[Data records]
⁂

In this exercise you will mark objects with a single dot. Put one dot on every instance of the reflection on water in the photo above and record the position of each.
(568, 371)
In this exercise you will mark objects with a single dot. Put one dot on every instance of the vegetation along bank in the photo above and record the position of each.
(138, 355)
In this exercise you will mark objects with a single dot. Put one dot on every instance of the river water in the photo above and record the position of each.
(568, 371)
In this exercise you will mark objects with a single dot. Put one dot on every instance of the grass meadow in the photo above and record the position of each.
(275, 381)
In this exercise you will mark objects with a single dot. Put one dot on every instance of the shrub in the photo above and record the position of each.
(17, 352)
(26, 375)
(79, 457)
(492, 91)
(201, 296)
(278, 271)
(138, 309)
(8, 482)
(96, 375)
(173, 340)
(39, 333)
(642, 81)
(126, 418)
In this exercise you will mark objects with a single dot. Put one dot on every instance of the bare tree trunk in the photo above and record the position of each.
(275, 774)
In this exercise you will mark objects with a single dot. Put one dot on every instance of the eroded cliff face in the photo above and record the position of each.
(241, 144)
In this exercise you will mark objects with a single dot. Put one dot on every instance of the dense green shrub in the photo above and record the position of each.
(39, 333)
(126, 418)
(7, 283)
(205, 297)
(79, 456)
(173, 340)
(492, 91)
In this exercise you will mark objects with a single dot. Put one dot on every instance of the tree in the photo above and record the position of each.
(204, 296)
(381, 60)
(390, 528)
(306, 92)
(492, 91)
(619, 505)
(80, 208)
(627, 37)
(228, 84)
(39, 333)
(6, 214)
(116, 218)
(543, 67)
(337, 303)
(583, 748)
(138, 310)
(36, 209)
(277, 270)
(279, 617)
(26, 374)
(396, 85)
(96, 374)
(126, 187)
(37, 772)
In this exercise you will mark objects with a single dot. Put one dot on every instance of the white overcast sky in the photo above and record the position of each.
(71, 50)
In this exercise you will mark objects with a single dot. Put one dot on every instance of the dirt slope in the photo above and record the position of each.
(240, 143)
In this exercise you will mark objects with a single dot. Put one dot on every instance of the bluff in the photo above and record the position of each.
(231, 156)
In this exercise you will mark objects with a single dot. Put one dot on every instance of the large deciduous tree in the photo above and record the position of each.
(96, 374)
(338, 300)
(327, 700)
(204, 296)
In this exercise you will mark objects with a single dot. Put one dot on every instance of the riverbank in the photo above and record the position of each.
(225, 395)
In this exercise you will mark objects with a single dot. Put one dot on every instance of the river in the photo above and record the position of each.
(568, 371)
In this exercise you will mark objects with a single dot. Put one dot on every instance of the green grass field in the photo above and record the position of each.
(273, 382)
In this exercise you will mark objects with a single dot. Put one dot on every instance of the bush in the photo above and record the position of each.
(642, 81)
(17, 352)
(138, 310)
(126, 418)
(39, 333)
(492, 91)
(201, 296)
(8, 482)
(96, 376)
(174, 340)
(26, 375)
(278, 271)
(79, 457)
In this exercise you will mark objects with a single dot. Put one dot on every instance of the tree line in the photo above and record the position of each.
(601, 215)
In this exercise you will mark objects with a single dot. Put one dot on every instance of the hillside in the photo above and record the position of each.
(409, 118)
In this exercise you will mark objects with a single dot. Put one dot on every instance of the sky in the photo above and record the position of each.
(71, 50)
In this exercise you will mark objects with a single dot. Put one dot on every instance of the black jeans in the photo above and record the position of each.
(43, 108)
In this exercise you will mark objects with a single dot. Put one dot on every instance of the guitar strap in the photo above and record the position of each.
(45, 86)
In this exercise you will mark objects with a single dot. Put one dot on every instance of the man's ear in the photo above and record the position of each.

⁂

Exercise task -
Each entry is to be returned in full, character for character.

Result for this task -
In this exercise you will mark objects with a single dot. Put one dot on every instance of the reflection on water in the photo above and record the position of each.
(568, 371)
In this exercise you will mark objects with a single dot. Put one dot on every instance of the vegetation along bank in the photo above and record the position of each.
(138, 355)
In this exercise you will mark objects with a single dot. Put one dot on every instance of the river water in the photo above and record the position of each.
(568, 371)
In this exercise you will mark objects with a single dot. Put one dot on every instance of the grass meadow in the photo above and record the position of each.
(275, 381)
In this exercise you will mark objects with a single dot. Put one dot on every instance of the shrub in the photo above and record the position of each.
(17, 352)
(26, 375)
(79, 457)
(492, 91)
(201, 296)
(278, 271)
(138, 309)
(8, 482)
(96, 375)
(173, 340)
(39, 333)
(642, 81)
(126, 418)
In this exercise you will mark objects with a single dot. Put one dot on every instance of the bare tree trunk in the photo above and record the position of each.
(275, 774)
In this exercise you will mark objects with a single dot. Put one dot on every instance of the eroded cliff face in the photo above and record the position of each.
(241, 144)
In this exercise you will mark objects with a single dot. Put one dot on every instance of the dense green shrub in the photo above and record the position of each.
(39, 333)
(126, 418)
(7, 283)
(205, 297)
(79, 456)
(173, 340)
(492, 91)
In this exercise you will mark objects with a single dot. Put one dot on every instance of the tree in the photo above and record the position of each.
(204, 296)
(381, 60)
(390, 528)
(306, 92)
(492, 91)
(619, 505)
(80, 208)
(627, 37)
(228, 84)
(39, 333)
(6, 214)
(116, 218)
(543, 67)
(337, 303)
(583, 748)
(138, 310)
(36, 209)
(277, 270)
(279, 617)
(26, 374)
(396, 85)
(96, 374)
(126, 187)
(37, 772)
In this exercise you will mark objects with a single dot. Put one dot on every instance of the white overcast sky in the photo above and record the position of each.
(71, 50)
In this exercise you will mark objects with a single dot. Put one dot on every instance of the dirt slope in the photo above and record the position of each.
(240, 143)
In this exercise you will mark objects with a single dot. Put one dot on every instance of the bluff in the photo above and record the position of each.
(231, 156)
In this exercise you will mark objects with a single dot. Put one dot on every instance of the large deciduous tree in the photo above and record the position of each.
(96, 374)
(338, 300)
(327, 700)
(204, 296)
In this exercise you will mark objects with a single dot. Put one dot on every instance of the riverbank in the photo above and record the position of each.
(225, 395)
In this exercise you will mark objects with a single dot. Put one dot on every instance of the river in the photo above and record the position of each.
(568, 371)
In this exercise you will mark objects with a single dot. Put one dot on every instance of the green grass field in the photo above and record the position of each.
(273, 382)
In this exercise you will mark objects with a single dot. Put one dot on every instance of the bush in the photo above and record the position of each.
(642, 81)
(17, 352)
(138, 310)
(126, 418)
(39, 333)
(492, 91)
(201, 296)
(8, 482)
(96, 376)
(174, 340)
(26, 375)
(278, 271)
(79, 457)
In this exercise you will mark objects with a single dot. Put one dot on every instance of the tree line in the photo above and record the position of each.
(601, 215)
In this exercise you will mark objects with a single dot. Put one dot on every instance of the hillside in the photo above and record the position of each.
(409, 118)
In this exercise you will mark objects with a single dot. Put one dot on every instance of the sky in the photo above and record the position of each.
(71, 50)
In this exercise you will mark objects with a single dot. Put one dot on every instance of the black jeans in the photo above and record the position of each.
(43, 108)
In this exercise you will mark objects with a single dot. Put one dot on every instance of the guitar strap in the photo above and record the position of each.
(45, 86)
In this exercise you will mark objects with a single dot. Put one dot on every instance of the man's ear in the photo above and record the position of each.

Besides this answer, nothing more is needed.